TEXT BLOCK –
More than 800 incidents of data loss in NHS health boards
Documents left in car parks and on public transport figures obtained by Scottish LibDems show.
There have been more than 800 incidents of data loss by health boards in the last five years, new figures have revealed.
They include patient notes being found in public places within NHS buildings, documents left in car parks and public transport, and personal information being sent to the wrong address.
Figures obtained by the Scottish Liberal Democrats through Freedom of Information requests show that there have been 806 incidents of data loss, leaks or Data Protection Act breaches in Scotland's health boards between 2009 and 2013.
The number rose from 86 incidents in 2009 to 223 in 2013.
In one incident in NHS Greater Glasgow and Clyde in July 2013, a member of the public found a folder containing information for around 60 patients at a bus stop and handed it to a nearby hospital. The previous month, letters relating to a patient were found in hospital grounds.
In one incident at NHS Dumfries and Galloway in October 2011, X-rays were found in patient records which did not belong to them.
The Scottish Lib Dems have called on the Scottish Government to ensure that NHS Boards are given adequate support protecting confidential patient information.
Scottish Lib Dem health spokesman Jim Hume said: "NHS staff work extremely hard under an enormous amount of pressure but there must be a vigilant approach when it comes to protecting confidential patient information.
"The Health Secretary must ensure that NHS boards are given the support needed to learn lessons and prevent further breaches of patient confidentiality. We have no choice but to trust the people looking after our families to look after their personal details too.
"Whilst the year-on-year rise in incidents may be due to an increase in reporting, this should make health boards all the more aware of the scale of the problem.
"In one instance, a patient was given the pregnancy record of another patient.
"Our figures also show a number of important patient records and notes were lost. Some of those that were found had been left in public places where anyone could have read that private information.

AIM OF THE EXERCISE –
Pick up the article on NHS data loss in Scotland after its final sentence and continue writing it.

EXTRACTED RECORDS –
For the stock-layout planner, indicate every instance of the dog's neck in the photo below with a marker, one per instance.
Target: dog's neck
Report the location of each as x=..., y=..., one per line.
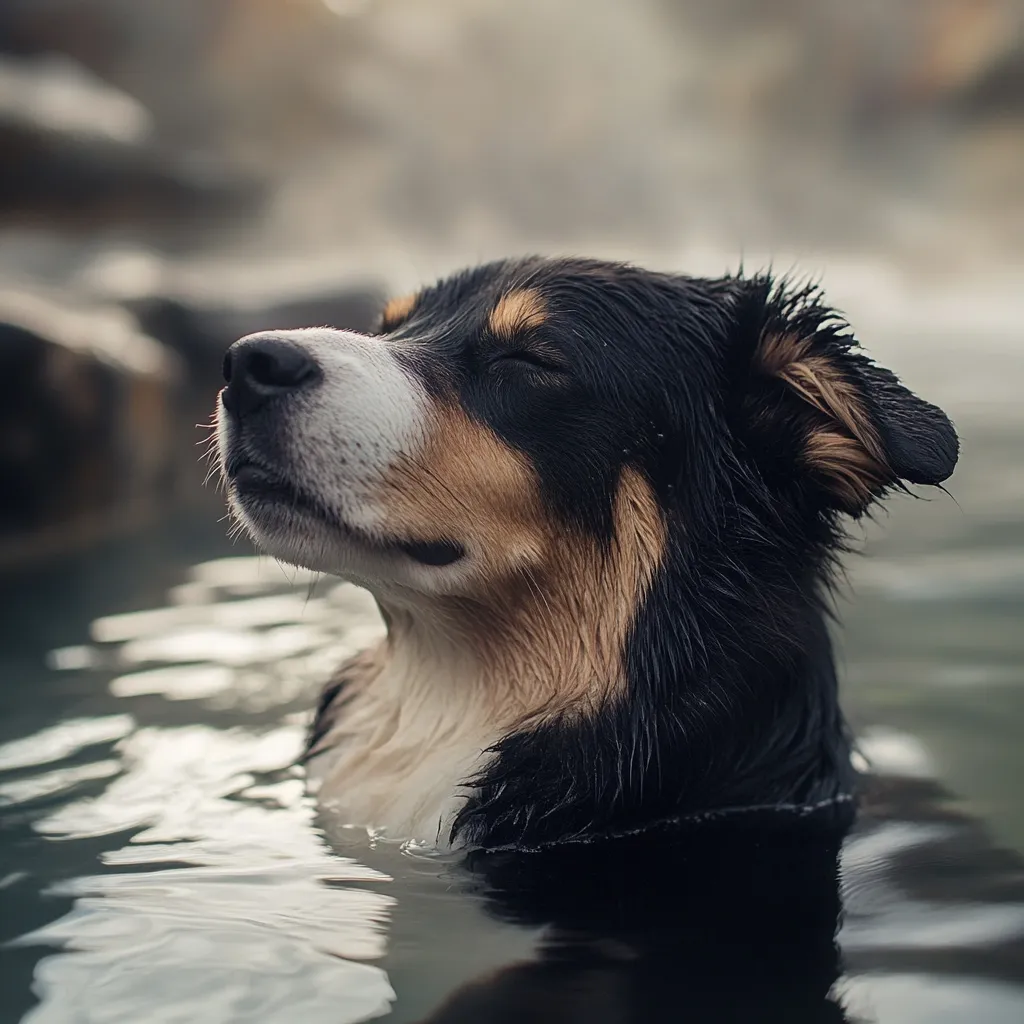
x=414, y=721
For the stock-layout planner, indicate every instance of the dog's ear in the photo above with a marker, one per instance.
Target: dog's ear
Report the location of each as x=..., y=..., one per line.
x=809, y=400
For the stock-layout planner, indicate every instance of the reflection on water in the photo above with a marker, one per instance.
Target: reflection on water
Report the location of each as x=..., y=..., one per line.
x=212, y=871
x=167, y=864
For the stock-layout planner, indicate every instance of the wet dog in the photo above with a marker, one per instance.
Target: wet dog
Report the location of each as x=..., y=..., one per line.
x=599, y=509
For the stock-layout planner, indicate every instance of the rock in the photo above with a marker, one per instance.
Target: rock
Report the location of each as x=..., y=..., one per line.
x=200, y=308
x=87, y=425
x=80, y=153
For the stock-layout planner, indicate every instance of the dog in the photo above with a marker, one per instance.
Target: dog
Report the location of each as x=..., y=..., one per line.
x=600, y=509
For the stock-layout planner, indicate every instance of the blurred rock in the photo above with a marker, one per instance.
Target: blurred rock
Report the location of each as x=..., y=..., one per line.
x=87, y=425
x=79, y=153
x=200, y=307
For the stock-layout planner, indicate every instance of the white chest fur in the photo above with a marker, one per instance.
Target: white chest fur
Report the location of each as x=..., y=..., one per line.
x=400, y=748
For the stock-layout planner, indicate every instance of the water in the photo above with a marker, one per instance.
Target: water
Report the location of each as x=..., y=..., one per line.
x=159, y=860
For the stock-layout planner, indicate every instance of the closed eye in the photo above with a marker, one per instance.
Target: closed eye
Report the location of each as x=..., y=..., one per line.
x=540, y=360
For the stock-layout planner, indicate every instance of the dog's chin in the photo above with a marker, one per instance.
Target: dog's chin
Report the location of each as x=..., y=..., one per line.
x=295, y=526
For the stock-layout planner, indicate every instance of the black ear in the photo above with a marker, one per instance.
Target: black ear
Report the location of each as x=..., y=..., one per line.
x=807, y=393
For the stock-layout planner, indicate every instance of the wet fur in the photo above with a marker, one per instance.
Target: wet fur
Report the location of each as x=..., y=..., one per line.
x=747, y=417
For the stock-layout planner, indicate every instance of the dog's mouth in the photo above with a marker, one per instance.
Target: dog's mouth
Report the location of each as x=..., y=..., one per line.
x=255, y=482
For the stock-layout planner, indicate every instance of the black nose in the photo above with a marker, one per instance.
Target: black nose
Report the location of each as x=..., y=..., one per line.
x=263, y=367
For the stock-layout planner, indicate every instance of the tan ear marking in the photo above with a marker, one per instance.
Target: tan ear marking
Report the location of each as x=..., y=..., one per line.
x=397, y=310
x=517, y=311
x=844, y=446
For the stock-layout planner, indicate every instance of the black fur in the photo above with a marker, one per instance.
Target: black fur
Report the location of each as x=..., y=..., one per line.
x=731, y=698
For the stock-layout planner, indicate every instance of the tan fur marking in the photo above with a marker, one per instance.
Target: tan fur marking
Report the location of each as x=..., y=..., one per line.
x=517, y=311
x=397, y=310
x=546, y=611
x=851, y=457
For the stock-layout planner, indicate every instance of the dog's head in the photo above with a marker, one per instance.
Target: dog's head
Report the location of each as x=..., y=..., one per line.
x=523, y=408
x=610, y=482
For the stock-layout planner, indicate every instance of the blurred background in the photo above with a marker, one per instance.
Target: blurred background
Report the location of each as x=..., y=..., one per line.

RESULT BELOW –
"A mistake here or there might not seem much but the bigger picture is one of patient information being lost across Scotland. The Health Secretary must explain what he is doing to address this."
The Scottish Government said it is taking action to address the issue.
A spokeswoman said: "We take patient confidentiality and security of patient information very seriously and believe any data breach is unacceptable. All health boards are required to have robust procedures in place to secure patient information and staff should be given ongoing training in data protection.
"All mobile devices holding any patient data are now encrypted so, even if a laptop is stolen, patient information cannot be accessed; boards are installing a new tool to pinpoint staff who are accessing information they are not entitled to see; and health boards are rapidly moving from paper files to encrypted devices.
"In the interests of greater transparency and to make data breach statistics easier to interpret, the Scottish Government plans to introduce a severity scale and national reporting mechanisms in line with recommendations made by Dame Fiona Caldicott. This should also lead to more clarity on data breaches and other security matters."
An NHS Greater Glasgow and Clyde spokeswoman said: "With many millions of patient data transfers between departments and health professionals every year we take our responsibilities towards data protection extremely seriously.
"On the rare occasion when a loss of data has occurred, these have been fully investigated and appropriately reported to ensure that lessons are learned."